━━ Kutipan ━━

Pekan kedua bulan September 2019, Menteri Keuangan Republik Indonesia Sri Mulyani mengatakan, Pemerintah Indonesia memutuskan menaikkan cukai rokok sebesar 23%. Sri Mulyani menambahkan, dengan kenaikan ini, harga jual eceran rokok juga mengalami kenaikan sebesar 35%. Keputusan ini akan dituangkan dalam Peraturan Menteri Keuangan dan akan berlaku pada 1 Januari 2020.
Beberapa hari belakangan ini di Indonesia, harga baru sebungkus rokok menjadi viral. Harga rokok produksi lokal yang saat ini masih sekitar 23 ribu rupiah, dikabarkan akan mencapai 48 ribu rupiah. Kenaikan harga rokok di Indonesia, memang mendapat perhatian besar dari berbagai pihak. Bagaimana tidak, Laporan Southeast Asia Tobacco Control Alliance (SEATCA) berjudul The Tobacco Control Atlas, Asean Region menunjukkan pada tahun 2013 sekitar 65,19 juta penduduk Indonesia adalah perokok.
Menaikkan cukai rokok di Indonesia, seperti memakan buah simalakama. Bila tak dinaikkan, jumlah kematian akibat konsumsi produk tembakau mungkin bertambah. Kajian Badan Penelitian dan Pengembangan Kesehatan Tahun 2015 menunjukkan konsumsi produk tembakau di Indonesia menyumbang lebih dari 230.000 angka kematian setiap tahunnya. Kanker paru menempati urutan pertama penyebab kematian yaitu sebesar 12,6%. Di sisi lain, Industri Hasil Tembakau dinilai merupakan salah satu sektor manufaktur nasional yang memiliki kontribusi besar. Kementerian Perindustrian Republik Indonesia mencatat sektor industri rokok menyerap hampir 6 juta tenaga kerja.

━━━
━━ Cuplikan Data ━━

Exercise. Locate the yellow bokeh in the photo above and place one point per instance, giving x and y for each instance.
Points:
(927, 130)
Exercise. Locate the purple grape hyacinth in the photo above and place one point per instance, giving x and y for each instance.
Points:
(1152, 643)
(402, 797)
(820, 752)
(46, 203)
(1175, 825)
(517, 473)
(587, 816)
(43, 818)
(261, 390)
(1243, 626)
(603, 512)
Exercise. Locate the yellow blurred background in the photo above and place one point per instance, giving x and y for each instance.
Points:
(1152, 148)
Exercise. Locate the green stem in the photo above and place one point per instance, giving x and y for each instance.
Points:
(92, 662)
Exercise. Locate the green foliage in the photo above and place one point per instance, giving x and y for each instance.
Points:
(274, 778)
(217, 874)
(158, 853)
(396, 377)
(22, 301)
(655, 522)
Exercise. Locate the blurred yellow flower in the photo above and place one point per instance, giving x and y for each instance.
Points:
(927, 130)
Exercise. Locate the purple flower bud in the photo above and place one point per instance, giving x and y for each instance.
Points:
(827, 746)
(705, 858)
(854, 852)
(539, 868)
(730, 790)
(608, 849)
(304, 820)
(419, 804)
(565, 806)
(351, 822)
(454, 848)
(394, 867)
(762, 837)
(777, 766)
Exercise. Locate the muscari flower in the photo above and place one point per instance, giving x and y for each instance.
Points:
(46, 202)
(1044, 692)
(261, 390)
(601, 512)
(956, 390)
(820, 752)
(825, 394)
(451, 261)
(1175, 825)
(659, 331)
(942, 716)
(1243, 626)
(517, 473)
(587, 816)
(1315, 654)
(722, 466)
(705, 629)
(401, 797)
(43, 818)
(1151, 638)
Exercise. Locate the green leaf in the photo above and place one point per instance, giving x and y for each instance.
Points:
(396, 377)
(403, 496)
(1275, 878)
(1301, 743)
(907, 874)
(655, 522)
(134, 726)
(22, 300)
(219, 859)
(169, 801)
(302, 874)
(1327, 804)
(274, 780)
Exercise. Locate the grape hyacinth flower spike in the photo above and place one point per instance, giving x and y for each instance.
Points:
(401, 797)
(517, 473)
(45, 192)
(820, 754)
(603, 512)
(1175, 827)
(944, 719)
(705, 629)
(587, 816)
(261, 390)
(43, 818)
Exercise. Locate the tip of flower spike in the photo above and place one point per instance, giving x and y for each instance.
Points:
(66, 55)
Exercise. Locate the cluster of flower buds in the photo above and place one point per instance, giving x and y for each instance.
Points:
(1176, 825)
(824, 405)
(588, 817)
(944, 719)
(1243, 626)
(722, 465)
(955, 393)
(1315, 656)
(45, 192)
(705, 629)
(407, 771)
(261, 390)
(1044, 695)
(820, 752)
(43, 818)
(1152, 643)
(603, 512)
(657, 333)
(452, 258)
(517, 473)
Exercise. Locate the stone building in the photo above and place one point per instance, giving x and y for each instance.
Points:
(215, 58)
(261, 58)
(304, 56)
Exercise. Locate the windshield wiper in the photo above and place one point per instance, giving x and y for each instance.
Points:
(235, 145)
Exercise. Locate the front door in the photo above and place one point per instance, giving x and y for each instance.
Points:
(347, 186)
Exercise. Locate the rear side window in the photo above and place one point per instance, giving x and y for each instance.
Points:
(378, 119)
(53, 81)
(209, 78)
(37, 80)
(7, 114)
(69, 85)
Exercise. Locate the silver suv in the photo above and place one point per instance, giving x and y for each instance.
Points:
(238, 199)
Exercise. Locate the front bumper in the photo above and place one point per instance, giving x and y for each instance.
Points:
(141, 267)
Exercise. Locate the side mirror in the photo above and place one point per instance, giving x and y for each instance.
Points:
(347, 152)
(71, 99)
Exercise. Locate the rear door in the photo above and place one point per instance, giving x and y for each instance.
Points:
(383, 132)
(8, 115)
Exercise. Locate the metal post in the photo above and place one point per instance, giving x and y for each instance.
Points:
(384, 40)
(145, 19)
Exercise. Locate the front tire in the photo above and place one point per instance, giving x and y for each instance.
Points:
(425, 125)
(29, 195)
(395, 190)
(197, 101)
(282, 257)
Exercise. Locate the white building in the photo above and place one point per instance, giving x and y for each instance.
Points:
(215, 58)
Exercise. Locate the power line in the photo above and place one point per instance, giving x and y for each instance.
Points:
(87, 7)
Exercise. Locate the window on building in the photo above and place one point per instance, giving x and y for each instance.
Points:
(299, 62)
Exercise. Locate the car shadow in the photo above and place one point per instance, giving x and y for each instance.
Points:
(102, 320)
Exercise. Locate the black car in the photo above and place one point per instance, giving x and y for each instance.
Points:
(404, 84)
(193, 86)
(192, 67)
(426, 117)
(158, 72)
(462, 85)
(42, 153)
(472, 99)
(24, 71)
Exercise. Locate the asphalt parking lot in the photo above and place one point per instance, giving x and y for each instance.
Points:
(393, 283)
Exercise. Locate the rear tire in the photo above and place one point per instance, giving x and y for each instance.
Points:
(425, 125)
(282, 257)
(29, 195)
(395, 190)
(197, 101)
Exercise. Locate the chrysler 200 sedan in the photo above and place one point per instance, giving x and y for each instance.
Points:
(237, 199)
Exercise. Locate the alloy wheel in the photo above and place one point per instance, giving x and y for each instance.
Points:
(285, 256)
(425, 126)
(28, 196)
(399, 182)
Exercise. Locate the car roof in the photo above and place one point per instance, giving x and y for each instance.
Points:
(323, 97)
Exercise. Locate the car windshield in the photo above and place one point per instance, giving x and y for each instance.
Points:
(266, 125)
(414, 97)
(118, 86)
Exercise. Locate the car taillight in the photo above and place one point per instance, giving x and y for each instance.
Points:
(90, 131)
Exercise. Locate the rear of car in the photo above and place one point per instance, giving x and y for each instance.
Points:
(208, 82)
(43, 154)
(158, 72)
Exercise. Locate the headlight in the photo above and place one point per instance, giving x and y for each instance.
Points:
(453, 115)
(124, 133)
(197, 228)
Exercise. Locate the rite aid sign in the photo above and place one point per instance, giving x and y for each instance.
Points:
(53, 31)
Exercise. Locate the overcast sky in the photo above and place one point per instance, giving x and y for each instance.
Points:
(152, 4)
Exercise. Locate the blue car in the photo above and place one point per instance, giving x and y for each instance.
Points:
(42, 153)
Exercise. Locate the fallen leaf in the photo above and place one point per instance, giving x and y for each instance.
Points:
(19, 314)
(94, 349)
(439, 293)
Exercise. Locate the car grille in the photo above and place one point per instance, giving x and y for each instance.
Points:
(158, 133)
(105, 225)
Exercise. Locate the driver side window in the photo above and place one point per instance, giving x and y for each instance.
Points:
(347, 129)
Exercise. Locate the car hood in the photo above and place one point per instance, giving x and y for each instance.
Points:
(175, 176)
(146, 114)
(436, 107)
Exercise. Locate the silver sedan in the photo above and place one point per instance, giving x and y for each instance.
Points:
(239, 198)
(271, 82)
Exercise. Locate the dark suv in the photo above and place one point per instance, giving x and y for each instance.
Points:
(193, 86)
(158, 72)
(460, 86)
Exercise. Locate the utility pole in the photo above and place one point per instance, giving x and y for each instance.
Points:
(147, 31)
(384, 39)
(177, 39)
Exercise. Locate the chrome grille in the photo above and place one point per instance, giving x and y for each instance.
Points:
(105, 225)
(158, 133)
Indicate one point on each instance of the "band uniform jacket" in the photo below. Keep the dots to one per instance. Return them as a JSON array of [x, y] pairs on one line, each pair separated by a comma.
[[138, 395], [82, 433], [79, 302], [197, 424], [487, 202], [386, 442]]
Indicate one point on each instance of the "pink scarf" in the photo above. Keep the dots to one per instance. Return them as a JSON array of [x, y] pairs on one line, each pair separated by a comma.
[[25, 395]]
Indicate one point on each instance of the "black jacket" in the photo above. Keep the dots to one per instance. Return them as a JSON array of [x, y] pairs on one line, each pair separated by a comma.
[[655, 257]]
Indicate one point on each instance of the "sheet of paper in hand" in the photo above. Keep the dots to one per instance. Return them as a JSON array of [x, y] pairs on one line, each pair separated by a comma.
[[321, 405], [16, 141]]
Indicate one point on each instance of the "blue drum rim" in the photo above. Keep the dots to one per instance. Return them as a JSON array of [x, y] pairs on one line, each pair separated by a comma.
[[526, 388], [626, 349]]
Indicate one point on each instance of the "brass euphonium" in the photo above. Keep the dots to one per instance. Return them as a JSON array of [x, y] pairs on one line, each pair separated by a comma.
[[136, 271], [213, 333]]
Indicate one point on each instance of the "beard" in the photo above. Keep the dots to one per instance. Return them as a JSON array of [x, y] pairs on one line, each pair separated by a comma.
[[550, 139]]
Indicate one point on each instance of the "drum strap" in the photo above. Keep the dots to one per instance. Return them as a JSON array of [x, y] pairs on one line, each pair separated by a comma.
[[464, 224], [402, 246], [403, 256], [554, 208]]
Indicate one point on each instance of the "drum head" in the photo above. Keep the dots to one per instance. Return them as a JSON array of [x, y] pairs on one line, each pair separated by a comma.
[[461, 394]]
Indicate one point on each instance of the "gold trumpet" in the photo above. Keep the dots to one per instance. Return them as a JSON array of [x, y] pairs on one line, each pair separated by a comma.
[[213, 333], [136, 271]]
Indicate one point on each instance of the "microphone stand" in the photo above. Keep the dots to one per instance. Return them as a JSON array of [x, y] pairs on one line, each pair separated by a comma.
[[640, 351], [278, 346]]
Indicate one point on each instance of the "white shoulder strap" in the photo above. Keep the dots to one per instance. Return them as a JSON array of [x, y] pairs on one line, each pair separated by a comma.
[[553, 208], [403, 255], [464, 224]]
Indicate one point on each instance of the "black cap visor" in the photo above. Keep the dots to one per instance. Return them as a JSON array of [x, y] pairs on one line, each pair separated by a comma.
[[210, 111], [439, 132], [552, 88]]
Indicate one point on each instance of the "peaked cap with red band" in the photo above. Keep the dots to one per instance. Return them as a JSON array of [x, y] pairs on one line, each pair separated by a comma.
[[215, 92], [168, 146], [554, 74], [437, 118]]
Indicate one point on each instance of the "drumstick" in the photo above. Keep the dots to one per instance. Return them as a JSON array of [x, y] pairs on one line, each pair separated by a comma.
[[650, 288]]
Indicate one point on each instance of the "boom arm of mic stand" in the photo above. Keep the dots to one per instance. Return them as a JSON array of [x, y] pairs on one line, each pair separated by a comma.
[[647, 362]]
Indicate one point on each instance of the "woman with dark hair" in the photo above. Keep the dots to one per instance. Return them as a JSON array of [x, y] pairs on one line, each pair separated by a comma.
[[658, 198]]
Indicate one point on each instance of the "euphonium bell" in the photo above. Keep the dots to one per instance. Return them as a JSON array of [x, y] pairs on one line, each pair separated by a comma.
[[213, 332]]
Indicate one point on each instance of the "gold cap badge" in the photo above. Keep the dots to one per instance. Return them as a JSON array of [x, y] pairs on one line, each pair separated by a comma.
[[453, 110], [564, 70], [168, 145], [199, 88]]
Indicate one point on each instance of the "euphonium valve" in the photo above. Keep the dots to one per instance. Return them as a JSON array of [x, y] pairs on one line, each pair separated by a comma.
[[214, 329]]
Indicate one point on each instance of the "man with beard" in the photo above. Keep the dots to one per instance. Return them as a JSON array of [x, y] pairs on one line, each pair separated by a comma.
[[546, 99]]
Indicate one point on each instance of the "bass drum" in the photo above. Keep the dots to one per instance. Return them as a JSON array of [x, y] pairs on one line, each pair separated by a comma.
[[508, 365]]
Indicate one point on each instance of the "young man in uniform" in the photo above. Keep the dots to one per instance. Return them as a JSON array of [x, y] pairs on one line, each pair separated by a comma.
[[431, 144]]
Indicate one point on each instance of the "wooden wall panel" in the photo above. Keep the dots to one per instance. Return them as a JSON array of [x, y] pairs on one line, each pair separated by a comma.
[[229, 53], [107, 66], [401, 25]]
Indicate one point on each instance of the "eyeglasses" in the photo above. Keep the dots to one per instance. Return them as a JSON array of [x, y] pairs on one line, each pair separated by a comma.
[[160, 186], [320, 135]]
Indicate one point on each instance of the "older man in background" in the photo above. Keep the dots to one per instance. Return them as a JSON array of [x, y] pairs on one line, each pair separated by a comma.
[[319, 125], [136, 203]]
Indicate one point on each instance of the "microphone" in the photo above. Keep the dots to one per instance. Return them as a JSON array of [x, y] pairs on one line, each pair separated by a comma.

━━━

• [Uraian Tugas]: Tuliskan lanjutan kutipan tentang kenaikan cukai rokok di Indonesia, dimulai tepat setelah kalimat terakhirnya.

• [Hasil Tugas]:
Betapapun, tetap harus ada yang diutamakan. Menaikkan cukai rokok adalah tindakan yang harus diambil pemerintah, dan tak bisa ditunda lagi. Apalagi mengingat Indonesia bertekad kuat untuk menciptakan sumber daya manusia unggul. Fakta memperlihatkan, konsumsi tembakau telah menjadi intrumen efektif untuk mendegradasi kualitas Sumber Daya Manusia di Indonesia. Menciptakan Sumber Daya Manusia Unggul harus dilakukan sejak dini. Salah satu penyebab tak terbentuknya sumber daya manusia unggul, adalah stunting, gagalnya pertumbuhan anak akibat kekurangan gizi dalam waktu yang lama. Fakta di lapangan menunjukkan hampir sekitar 70 persen perokok di Indonesia adalah keluarga miskin. Bagi mereka, rokok menjadi prioritas kedua setelah beras.
Kenaikan harga rokok yang optimal, perlu dilakukan. Tidak ada lagi harga rokok yang murah. Masyarakat miskin pun tidak lagi dengan mudah dapat membeli rokok. Dana yang semula dikeluarkan untuk membeli rokok dapat digunakan untuk memenuhi kebutuhan gizi. Semoga Sumber Daya Manusia Unggul Indonesia akan lebih cepat terbentuk.